(Dataset rows)
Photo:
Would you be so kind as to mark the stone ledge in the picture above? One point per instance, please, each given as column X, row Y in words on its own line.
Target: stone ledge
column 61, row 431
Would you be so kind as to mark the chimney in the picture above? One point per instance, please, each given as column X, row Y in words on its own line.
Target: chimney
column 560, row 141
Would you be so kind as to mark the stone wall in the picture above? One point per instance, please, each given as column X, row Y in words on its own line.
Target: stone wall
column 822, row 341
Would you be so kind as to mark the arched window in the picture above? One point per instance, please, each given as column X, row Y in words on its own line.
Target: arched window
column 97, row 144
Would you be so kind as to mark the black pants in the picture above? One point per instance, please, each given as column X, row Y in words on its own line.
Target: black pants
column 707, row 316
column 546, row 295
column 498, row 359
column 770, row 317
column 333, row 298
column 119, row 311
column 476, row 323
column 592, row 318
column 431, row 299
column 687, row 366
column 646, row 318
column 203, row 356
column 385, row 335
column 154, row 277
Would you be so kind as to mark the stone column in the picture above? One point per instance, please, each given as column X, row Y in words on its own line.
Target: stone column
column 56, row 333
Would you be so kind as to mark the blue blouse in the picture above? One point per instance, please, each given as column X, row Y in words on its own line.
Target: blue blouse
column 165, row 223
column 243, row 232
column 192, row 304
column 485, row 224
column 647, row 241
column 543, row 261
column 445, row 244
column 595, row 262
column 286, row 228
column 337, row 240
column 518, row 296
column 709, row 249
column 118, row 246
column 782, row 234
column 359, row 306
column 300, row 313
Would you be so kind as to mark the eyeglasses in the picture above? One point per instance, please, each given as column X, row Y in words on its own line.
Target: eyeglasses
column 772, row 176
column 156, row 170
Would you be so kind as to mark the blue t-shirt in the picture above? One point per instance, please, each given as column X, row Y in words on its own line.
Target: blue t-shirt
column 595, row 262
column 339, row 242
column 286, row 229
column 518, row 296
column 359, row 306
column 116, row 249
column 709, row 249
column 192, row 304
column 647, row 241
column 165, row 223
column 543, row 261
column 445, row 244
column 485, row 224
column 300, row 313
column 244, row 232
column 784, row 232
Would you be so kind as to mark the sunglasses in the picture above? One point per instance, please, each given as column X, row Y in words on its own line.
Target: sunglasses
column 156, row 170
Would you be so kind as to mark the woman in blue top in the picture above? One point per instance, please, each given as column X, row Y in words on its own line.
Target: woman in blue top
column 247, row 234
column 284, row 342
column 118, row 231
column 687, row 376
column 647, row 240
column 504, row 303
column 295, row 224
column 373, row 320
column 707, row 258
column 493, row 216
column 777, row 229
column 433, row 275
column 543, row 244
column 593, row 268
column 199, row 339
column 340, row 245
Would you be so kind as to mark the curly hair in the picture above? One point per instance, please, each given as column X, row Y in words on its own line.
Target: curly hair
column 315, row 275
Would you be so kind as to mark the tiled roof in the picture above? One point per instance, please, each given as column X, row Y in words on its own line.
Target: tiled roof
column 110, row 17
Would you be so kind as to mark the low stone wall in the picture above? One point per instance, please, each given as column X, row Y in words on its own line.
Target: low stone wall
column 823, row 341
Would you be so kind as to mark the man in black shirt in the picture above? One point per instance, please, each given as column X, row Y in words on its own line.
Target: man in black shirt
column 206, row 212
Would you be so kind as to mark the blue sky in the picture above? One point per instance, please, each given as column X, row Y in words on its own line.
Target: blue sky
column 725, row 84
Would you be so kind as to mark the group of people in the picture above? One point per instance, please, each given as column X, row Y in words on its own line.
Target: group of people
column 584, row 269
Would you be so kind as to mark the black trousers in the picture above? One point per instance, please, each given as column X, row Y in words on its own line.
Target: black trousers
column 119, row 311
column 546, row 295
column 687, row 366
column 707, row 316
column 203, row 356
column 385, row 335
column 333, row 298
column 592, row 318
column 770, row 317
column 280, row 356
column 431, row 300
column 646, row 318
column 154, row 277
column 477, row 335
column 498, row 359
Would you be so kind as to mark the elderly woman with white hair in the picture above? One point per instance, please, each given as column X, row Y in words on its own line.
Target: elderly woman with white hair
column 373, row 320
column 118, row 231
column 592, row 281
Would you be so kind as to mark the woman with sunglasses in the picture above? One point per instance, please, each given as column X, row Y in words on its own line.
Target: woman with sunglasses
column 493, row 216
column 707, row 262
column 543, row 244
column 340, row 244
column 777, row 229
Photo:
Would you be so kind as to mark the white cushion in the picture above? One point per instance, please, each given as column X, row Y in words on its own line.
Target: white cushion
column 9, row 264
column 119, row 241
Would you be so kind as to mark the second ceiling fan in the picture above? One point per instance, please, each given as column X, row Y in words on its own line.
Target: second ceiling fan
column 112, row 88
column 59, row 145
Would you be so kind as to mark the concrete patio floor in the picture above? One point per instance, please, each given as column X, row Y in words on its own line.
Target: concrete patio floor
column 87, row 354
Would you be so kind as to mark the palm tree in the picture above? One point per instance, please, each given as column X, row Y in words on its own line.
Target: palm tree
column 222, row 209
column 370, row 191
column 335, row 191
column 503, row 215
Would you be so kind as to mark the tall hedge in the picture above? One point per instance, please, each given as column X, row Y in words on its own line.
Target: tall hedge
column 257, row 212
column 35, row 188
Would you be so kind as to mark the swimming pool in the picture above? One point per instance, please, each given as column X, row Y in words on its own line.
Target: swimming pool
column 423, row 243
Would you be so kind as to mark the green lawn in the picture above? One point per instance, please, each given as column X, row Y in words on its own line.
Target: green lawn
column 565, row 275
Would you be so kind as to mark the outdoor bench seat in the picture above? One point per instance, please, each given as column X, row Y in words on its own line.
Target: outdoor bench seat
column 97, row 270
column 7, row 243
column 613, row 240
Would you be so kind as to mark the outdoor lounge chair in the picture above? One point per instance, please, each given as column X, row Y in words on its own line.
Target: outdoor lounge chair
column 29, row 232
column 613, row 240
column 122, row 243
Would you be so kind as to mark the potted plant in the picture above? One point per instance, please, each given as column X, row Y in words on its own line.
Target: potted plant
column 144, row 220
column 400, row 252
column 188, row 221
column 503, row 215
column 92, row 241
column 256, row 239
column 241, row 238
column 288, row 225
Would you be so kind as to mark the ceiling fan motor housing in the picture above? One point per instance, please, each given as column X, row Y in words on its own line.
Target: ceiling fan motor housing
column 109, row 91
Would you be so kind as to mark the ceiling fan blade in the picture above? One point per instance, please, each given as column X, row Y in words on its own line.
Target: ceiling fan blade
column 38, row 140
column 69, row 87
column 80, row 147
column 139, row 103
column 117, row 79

Work to be completed
Copy out, unchanged, everything in the material above from the line containing "Would you be so kind as to mark the black trousers" down to the line containing "column 35, row 188", including both of those lines.

Correct result
Would you be so kind as to mark the black trousers in the picture above? One point per instance, please, each given as column X, row Y in words on its own line.
Target: black trousers
column 119, row 311
column 546, row 295
column 687, row 366
column 707, row 316
column 203, row 356
column 385, row 335
column 333, row 298
column 592, row 318
column 770, row 317
column 280, row 356
column 431, row 300
column 646, row 318
column 154, row 277
column 477, row 335
column 498, row 359
Would you be so kind as to mark the elderly woman with white hair in the picture above? One point per instance, please, each given as column X, row Y in words on its own line.
Target: elderly woman with white hair
column 373, row 320
column 118, row 231
column 592, row 281
Would you be so kind as to mark the woman with sunglasses in the picture above? One point per instance, please, each given as column X, row Y in words on its own line.
Target: woman with sunglasses
column 493, row 216
column 707, row 262
column 543, row 244
column 340, row 244
column 777, row 229
Photo:
Would you be so kind as to mark the white cushion in the picture above? One point per instance, please, each given as column X, row Y in words on its own line.
Target: white cushion
column 9, row 264
column 119, row 241
Would you be so kind as to mark the second ceiling fan in the picture above? One point per instance, please, each given as column X, row Y in words on its own line.
Target: second ceiling fan
column 112, row 88
column 59, row 145
Would you be so kind as to mark the concrete patio floor in the picture above? One point per instance, please, each given as column X, row Y in words on its own line.
Target: concrete patio floor
column 87, row 354
Would you be so kind as to mark the palm tree in the picture above? One point per instance, please, each given as column X, row Y in words on its own line.
Target: palm tree
column 222, row 209
column 370, row 191
column 335, row 191
column 503, row 215
Would you be so kind as to mark the tall hedge in the picture above? One point per instance, please, each given as column X, row Y in words on its own line.
Target: tall hedge
column 257, row 212
column 35, row 188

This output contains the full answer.